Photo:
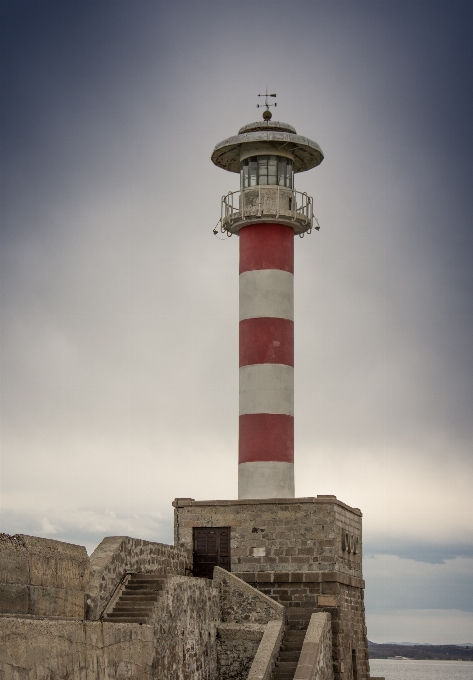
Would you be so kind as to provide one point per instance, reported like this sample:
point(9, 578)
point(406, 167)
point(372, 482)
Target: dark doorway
point(211, 549)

────────────────────────────────────────

_AIM OF THE EXERCISE_
Copy the rows above line for line, leaving out the pictures.

_OUTPUT FOR THIS TASK_
Photo:
Would you be so kind as to provide one point per instance, reported like this sample:
point(9, 578)
point(406, 167)
point(372, 482)
Target: dark doorway
point(211, 549)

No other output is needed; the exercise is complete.